* **What the exercise asks**: Pull out every line of the material below that contains the string "ceiling". Case counts.

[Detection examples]
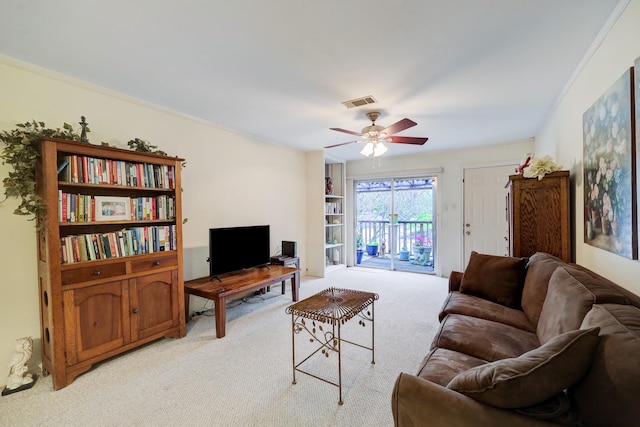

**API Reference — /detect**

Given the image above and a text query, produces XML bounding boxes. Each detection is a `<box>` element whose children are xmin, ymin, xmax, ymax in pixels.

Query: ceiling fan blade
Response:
<box><xmin>388</xmin><ymin>136</ymin><xmax>429</xmax><ymax>145</ymax></box>
<box><xmin>329</xmin><ymin>128</ymin><xmax>361</xmax><ymax>136</ymax></box>
<box><xmin>324</xmin><ymin>141</ymin><xmax>361</xmax><ymax>148</ymax></box>
<box><xmin>382</xmin><ymin>119</ymin><xmax>417</xmax><ymax>135</ymax></box>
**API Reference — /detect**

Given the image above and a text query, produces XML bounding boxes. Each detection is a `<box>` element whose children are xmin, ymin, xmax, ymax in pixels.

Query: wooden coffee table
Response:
<box><xmin>184</xmin><ymin>265</ymin><xmax>300</xmax><ymax>338</ymax></box>
<box><xmin>286</xmin><ymin>288</ymin><xmax>378</xmax><ymax>405</ymax></box>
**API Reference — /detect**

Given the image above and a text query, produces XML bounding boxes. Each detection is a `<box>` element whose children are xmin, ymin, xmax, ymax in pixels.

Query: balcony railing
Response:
<box><xmin>358</xmin><ymin>220</ymin><xmax>433</xmax><ymax>255</ymax></box>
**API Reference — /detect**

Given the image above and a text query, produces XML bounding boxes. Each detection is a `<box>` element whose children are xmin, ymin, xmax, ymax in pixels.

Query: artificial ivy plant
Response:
<box><xmin>0</xmin><ymin>120</ymin><xmax>88</xmax><ymax>220</ymax></box>
<box><xmin>0</xmin><ymin>120</ymin><xmax>175</xmax><ymax>224</ymax></box>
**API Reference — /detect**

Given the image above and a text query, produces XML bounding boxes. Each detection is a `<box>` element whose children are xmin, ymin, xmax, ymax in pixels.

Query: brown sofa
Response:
<box><xmin>392</xmin><ymin>252</ymin><xmax>640</xmax><ymax>427</ymax></box>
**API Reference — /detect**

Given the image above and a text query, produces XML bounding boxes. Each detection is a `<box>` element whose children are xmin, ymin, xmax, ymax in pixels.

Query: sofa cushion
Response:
<box><xmin>416</xmin><ymin>348</ymin><xmax>487</xmax><ymax>387</ymax></box>
<box><xmin>438</xmin><ymin>292</ymin><xmax>536</xmax><ymax>332</ymax></box>
<box><xmin>537</xmin><ymin>265</ymin><xmax>627</xmax><ymax>344</ymax></box>
<box><xmin>460</xmin><ymin>251</ymin><xmax>528</xmax><ymax>308</ymax></box>
<box><xmin>568</xmin><ymin>304</ymin><xmax>640</xmax><ymax>426</ymax></box>
<box><xmin>431</xmin><ymin>314</ymin><xmax>540</xmax><ymax>362</ymax></box>
<box><xmin>521</xmin><ymin>252</ymin><xmax>567</xmax><ymax>326</ymax></box>
<box><xmin>447</xmin><ymin>327</ymin><xmax>600</xmax><ymax>409</ymax></box>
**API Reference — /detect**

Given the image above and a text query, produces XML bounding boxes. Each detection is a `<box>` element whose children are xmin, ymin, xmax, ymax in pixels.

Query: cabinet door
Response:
<box><xmin>63</xmin><ymin>280</ymin><xmax>131</xmax><ymax>366</ymax></box>
<box><xmin>513</xmin><ymin>177</ymin><xmax>569</xmax><ymax>259</ymax></box>
<box><xmin>130</xmin><ymin>270</ymin><xmax>179</xmax><ymax>341</ymax></box>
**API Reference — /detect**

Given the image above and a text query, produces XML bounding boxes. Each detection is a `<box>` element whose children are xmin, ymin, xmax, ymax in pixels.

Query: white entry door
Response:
<box><xmin>462</xmin><ymin>165</ymin><xmax>517</xmax><ymax>268</ymax></box>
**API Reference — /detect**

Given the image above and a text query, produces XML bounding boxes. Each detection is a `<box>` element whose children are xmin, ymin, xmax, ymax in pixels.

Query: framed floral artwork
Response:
<box><xmin>582</xmin><ymin>68</ymin><xmax>638</xmax><ymax>259</ymax></box>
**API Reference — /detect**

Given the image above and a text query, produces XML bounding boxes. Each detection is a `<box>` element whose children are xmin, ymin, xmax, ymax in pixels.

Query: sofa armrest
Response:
<box><xmin>391</xmin><ymin>373</ymin><xmax>556</xmax><ymax>427</ymax></box>
<box><xmin>449</xmin><ymin>271</ymin><xmax>463</xmax><ymax>292</ymax></box>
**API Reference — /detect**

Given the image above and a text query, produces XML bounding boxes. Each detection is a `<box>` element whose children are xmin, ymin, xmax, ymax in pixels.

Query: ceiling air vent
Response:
<box><xmin>342</xmin><ymin>95</ymin><xmax>377</xmax><ymax>108</ymax></box>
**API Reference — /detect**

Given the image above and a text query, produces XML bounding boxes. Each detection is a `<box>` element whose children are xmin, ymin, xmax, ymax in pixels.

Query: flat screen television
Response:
<box><xmin>209</xmin><ymin>225</ymin><xmax>271</xmax><ymax>278</ymax></box>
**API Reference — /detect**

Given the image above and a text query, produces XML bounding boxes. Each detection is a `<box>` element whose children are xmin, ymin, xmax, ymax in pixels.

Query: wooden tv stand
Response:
<box><xmin>184</xmin><ymin>264</ymin><xmax>300</xmax><ymax>338</ymax></box>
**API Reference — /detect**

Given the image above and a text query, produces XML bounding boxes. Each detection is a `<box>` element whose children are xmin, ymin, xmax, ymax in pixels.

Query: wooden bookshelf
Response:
<box><xmin>37</xmin><ymin>139</ymin><xmax>185</xmax><ymax>390</ymax></box>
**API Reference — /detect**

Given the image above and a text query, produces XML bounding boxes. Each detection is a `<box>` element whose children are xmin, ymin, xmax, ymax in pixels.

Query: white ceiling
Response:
<box><xmin>0</xmin><ymin>0</ymin><xmax>627</xmax><ymax>159</ymax></box>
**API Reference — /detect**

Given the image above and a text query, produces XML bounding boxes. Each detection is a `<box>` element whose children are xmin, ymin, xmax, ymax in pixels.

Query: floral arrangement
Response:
<box><xmin>413</xmin><ymin>236</ymin><xmax>432</xmax><ymax>248</ymax></box>
<box><xmin>522</xmin><ymin>156</ymin><xmax>562</xmax><ymax>180</ymax></box>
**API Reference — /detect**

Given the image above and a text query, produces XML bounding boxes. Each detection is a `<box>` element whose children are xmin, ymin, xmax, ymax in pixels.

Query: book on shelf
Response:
<box><xmin>60</xmin><ymin>225</ymin><xmax>177</xmax><ymax>264</ymax></box>
<box><xmin>58</xmin><ymin>154</ymin><xmax>175</xmax><ymax>189</ymax></box>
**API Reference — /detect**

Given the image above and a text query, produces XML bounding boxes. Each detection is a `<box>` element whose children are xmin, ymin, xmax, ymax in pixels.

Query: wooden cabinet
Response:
<box><xmin>508</xmin><ymin>171</ymin><xmax>571</xmax><ymax>262</ymax></box>
<box><xmin>37</xmin><ymin>139</ymin><xmax>185</xmax><ymax>390</ymax></box>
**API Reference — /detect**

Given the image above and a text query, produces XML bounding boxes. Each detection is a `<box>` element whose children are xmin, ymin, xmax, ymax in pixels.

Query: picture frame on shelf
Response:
<box><xmin>95</xmin><ymin>196</ymin><xmax>131</xmax><ymax>221</ymax></box>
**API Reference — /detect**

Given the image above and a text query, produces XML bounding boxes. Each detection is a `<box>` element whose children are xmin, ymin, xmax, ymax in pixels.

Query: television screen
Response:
<box><xmin>209</xmin><ymin>225</ymin><xmax>271</xmax><ymax>277</ymax></box>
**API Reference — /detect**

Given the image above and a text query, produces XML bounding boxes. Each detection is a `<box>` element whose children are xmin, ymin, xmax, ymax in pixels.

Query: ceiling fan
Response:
<box><xmin>324</xmin><ymin>111</ymin><xmax>429</xmax><ymax>157</ymax></box>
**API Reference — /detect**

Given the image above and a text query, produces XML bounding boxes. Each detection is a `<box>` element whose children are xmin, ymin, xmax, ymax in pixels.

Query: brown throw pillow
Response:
<box><xmin>447</xmin><ymin>327</ymin><xmax>600</xmax><ymax>409</ymax></box>
<box><xmin>460</xmin><ymin>251</ymin><xmax>528</xmax><ymax>308</ymax></box>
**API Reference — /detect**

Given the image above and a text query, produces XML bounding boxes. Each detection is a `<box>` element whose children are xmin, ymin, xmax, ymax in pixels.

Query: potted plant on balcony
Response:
<box><xmin>356</xmin><ymin>233</ymin><xmax>364</xmax><ymax>264</ymax></box>
<box><xmin>411</xmin><ymin>236</ymin><xmax>433</xmax><ymax>265</ymax></box>
<box><xmin>367</xmin><ymin>240</ymin><xmax>378</xmax><ymax>256</ymax></box>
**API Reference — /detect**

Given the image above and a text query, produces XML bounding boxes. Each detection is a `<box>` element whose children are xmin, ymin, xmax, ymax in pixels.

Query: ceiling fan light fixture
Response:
<box><xmin>373</xmin><ymin>141</ymin><xmax>388</xmax><ymax>157</ymax></box>
<box><xmin>360</xmin><ymin>141</ymin><xmax>374</xmax><ymax>157</ymax></box>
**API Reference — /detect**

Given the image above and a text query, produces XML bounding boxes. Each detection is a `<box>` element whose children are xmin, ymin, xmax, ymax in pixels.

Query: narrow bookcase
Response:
<box><xmin>36</xmin><ymin>139</ymin><xmax>185</xmax><ymax>390</ymax></box>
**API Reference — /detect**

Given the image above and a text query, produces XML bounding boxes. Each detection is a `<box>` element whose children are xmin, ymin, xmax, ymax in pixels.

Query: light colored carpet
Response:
<box><xmin>0</xmin><ymin>267</ymin><xmax>447</xmax><ymax>427</ymax></box>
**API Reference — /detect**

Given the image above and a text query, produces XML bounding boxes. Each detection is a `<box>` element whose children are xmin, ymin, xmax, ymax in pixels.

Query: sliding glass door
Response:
<box><xmin>354</xmin><ymin>177</ymin><xmax>436</xmax><ymax>273</ymax></box>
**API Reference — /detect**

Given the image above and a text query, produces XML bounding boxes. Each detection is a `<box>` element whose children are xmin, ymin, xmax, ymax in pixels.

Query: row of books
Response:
<box><xmin>58</xmin><ymin>190</ymin><xmax>176</xmax><ymax>222</ymax></box>
<box><xmin>60</xmin><ymin>225</ymin><xmax>177</xmax><ymax>264</ymax></box>
<box><xmin>324</xmin><ymin>202</ymin><xmax>342</xmax><ymax>215</ymax></box>
<box><xmin>58</xmin><ymin>154</ymin><xmax>175</xmax><ymax>189</ymax></box>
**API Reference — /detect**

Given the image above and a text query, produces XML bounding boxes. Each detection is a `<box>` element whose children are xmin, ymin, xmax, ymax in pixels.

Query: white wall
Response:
<box><xmin>0</xmin><ymin>56</ymin><xmax>308</xmax><ymax>384</ymax></box>
<box><xmin>347</xmin><ymin>139</ymin><xmax>533</xmax><ymax>276</ymax></box>
<box><xmin>535</xmin><ymin>0</ymin><xmax>640</xmax><ymax>294</ymax></box>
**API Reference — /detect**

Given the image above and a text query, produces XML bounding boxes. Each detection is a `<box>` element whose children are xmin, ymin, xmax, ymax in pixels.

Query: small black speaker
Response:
<box><xmin>282</xmin><ymin>240</ymin><xmax>298</xmax><ymax>257</ymax></box>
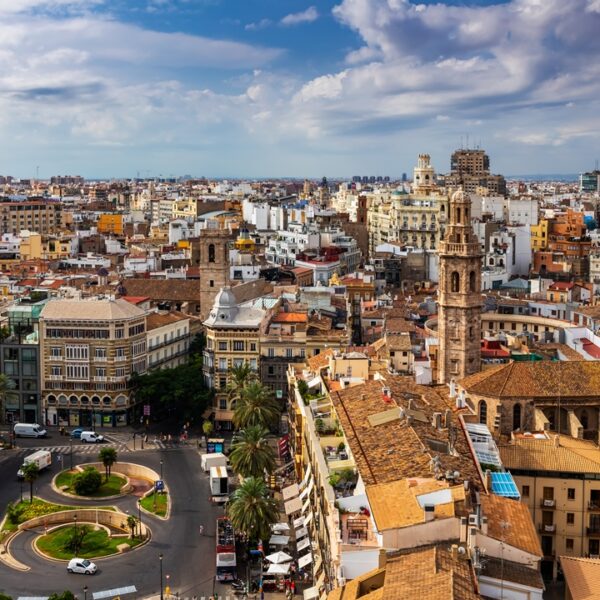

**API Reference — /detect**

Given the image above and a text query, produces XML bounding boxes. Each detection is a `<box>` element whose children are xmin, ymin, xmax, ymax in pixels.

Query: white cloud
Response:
<box><xmin>281</xmin><ymin>6</ymin><xmax>319</xmax><ymax>27</ymax></box>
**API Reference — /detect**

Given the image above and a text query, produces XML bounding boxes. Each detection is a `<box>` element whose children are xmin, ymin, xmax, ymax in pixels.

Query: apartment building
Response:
<box><xmin>499</xmin><ymin>433</ymin><xmax>600</xmax><ymax>579</ymax></box>
<box><xmin>146</xmin><ymin>311</ymin><xmax>192</xmax><ymax>371</ymax></box>
<box><xmin>40</xmin><ymin>299</ymin><xmax>148</xmax><ymax>427</ymax></box>
<box><xmin>0</xmin><ymin>198</ymin><xmax>62</xmax><ymax>235</ymax></box>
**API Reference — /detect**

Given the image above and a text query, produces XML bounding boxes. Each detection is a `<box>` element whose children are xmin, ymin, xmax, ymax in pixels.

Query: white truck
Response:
<box><xmin>210</xmin><ymin>467</ymin><xmax>229</xmax><ymax>497</ymax></box>
<box><xmin>200</xmin><ymin>452</ymin><xmax>227</xmax><ymax>473</ymax></box>
<box><xmin>17</xmin><ymin>450</ymin><xmax>52</xmax><ymax>479</ymax></box>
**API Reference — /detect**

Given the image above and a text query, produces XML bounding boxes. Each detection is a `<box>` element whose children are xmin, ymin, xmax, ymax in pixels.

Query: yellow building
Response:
<box><xmin>531</xmin><ymin>219</ymin><xmax>549</xmax><ymax>252</ymax></box>
<box><xmin>97</xmin><ymin>213</ymin><xmax>123</xmax><ymax>236</ymax></box>
<box><xmin>500</xmin><ymin>434</ymin><xmax>600</xmax><ymax>577</ymax></box>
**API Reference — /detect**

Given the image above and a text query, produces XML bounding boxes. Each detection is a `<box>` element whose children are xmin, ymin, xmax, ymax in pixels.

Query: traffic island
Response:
<box><xmin>34</xmin><ymin>523</ymin><xmax>145</xmax><ymax>560</ymax></box>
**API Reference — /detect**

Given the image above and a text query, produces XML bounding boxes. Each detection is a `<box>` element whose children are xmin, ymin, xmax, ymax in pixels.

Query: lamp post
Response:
<box><xmin>158</xmin><ymin>552</ymin><xmax>165</xmax><ymax>600</ymax></box>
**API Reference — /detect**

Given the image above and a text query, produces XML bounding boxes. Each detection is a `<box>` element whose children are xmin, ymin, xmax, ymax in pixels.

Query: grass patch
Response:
<box><xmin>4</xmin><ymin>496</ymin><xmax>116</xmax><ymax>531</ymax></box>
<box><xmin>55</xmin><ymin>471</ymin><xmax>127</xmax><ymax>498</ymax></box>
<box><xmin>37</xmin><ymin>525</ymin><xmax>140</xmax><ymax>560</ymax></box>
<box><xmin>142</xmin><ymin>494</ymin><xmax>168</xmax><ymax>517</ymax></box>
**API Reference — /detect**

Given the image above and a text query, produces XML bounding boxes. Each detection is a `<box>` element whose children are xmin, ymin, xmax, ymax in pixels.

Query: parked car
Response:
<box><xmin>79</xmin><ymin>431</ymin><xmax>104</xmax><ymax>444</ymax></box>
<box><xmin>67</xmin><ymin>558</ymin><xmax>98</xmax><ymax>575</ymax></box>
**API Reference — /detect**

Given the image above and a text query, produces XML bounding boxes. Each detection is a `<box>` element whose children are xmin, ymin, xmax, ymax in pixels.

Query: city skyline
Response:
<box><xmin>0</xmin><ymin>0</ymin><xmax>600</xmax><ymax>178</ymax></box>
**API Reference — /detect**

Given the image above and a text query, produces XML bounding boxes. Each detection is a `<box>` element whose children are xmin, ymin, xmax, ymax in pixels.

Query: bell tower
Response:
<box><xmin>438</xmin><ymin>190</ymin><xmax>483</xmax><ymax>383</ymax></box>
<box><xmin>198</xmin><ymin>228</ymin><xmax>233</xmax><ymax>321</ymax></box>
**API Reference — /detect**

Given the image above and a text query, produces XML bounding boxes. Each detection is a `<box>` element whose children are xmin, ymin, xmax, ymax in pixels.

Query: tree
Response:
<box><xmin>227</xmin><ymin>362</ymin><xmax>256</xmax><ymax>402</ymax></box>
<box><xmin>233</xmin><ymin>381</ymin><xmax>281</xmax><ymax>429</ymax></box>
<box><xmin>127</xmin><ymin>515</ymin><xmax>137</xmax><ymax>539</ymax></box>
<box><xmin>229</xmin><ymin>425</ymin><xmax>275</xmax><ymax>477</ymax></box>
<box><xmin>73</xmin><ymin>467</ymin><xmax>102</xmax><ymax>496</ymax></box>
<box><xmin>98</xmin><ymin>446</ymin><xmax>117</xmax><ymax>481</ymax></box>
<box><xmin>227</xmin><ymin>477</ymin><xmax>279</xmax><ymax>541</ymax></box>
<box><xmin>23</xmin><ymin>463</ymin><xmax>40</xmax><ymax>503</ymax></box>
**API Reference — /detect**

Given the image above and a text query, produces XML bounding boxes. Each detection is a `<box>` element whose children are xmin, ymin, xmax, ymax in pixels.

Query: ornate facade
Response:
<box><xmin>438</xmin><ymin>190</ymin><xmax>483</xmax><ymax>383</ymax></box>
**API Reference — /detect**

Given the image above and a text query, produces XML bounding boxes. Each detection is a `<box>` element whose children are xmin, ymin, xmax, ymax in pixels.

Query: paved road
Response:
<box><xmin>0</xmin><ymin>438</ymin><xmax>223</xmax><ymax>598</ymax></box>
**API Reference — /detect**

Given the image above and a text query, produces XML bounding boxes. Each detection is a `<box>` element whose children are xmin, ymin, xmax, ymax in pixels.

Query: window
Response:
<box><xmin>565</xmin><ymin>538</ymin><xmax>573</xmax><ymax>551</ymax></box>
<box><xmin>479</xmin><ymin>400</ymin><xmax>487</xmax><ymax>423</ymax></box>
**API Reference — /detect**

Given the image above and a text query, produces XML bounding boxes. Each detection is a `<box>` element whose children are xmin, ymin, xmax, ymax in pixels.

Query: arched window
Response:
<box><xmin>479</xmin><ymin>400</ymin><xmax>487</xmax><ymax>423</ymax></box>
<box><xmin>579</xmin><ymin>410</ymin><xmax>590</xmax><ymax>429</ymax></box>
<box><xmin>469</xmin><ymin>271</ymin><xmax>477</xmax><ymax>292</ymax></box>
<box><xmin>450</xmin><ymin>271</ymin><xmax>460</xmax><ymax>292</ymax></box>
<box><xmin>513</xmin><ymin>404</ymin><xmax>521</xmax><ymax>431</ymax></box>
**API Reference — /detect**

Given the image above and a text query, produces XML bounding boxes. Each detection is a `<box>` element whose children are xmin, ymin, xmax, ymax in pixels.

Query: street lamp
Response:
<box><xmin>158</xmin><ymin>552</ymin><xmax>165</xmax><ymax>600</ymax></box>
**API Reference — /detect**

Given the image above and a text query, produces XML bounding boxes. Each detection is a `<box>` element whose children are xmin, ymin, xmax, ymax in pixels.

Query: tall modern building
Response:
<box><xmin>438</xmin><ymin>190</ymin><xmax>483</xmax><ymax>383</ymax></box>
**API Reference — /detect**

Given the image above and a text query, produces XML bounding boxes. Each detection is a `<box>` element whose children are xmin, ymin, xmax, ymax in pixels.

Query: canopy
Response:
<box><xmin>298</xmin><ymin>552</ymin><xmax>312</xmax><ymax>569</ymax></box>
<box><xmin>265</xmin><ymin>550</ymin><xmax>292</xmax><ymax>565</ymax></box>
<box><xmin>267</xmin><ymin>563</ymin><xmax>290</xmax><ymax>575</ymax></box>
<box><xmin>283</xmin><ymin>498</ymin><xmax>302</xmax><ymax>515</ymax></box>
<box><xmin>269</xmin><ymin>535</ymin><xmax>290</xmax><ymax>546</ymax></box>
<box><xmin>296</xmin><ymin>538</ymin><xmax>310</xmax><ymax>551</ymax></box>
<box><xmin>281</xmin><ymin>483</ymin><xmax>298</xmax><ymax>500</ymax></box>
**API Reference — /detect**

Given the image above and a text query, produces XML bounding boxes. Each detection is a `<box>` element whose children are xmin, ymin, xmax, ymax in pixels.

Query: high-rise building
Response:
<box><xmin>438</xmin><ymin>190</ymin><xmax>483</xmax><ymax>383</ymax></box>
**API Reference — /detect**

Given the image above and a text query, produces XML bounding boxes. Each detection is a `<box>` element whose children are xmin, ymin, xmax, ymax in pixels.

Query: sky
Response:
<box><xmin>0</xmin><ymin>0</ymin><xmax>600</xmax><ymax>178</ymax></box>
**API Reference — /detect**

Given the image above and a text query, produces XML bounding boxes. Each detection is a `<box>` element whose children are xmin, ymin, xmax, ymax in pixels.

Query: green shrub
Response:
<box><xmin>73</xmin><ymin>467</ymin><xmax>102</xmax><ymax>496</ymax></box>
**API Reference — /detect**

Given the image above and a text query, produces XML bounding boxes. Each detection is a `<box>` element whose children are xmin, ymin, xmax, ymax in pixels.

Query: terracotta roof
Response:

* **Output below**:
Query: ceiling fan blade
Query: ceiling air vent
Query: white ceiling
Query: ceiling fan
Query: ceiling fan light fixture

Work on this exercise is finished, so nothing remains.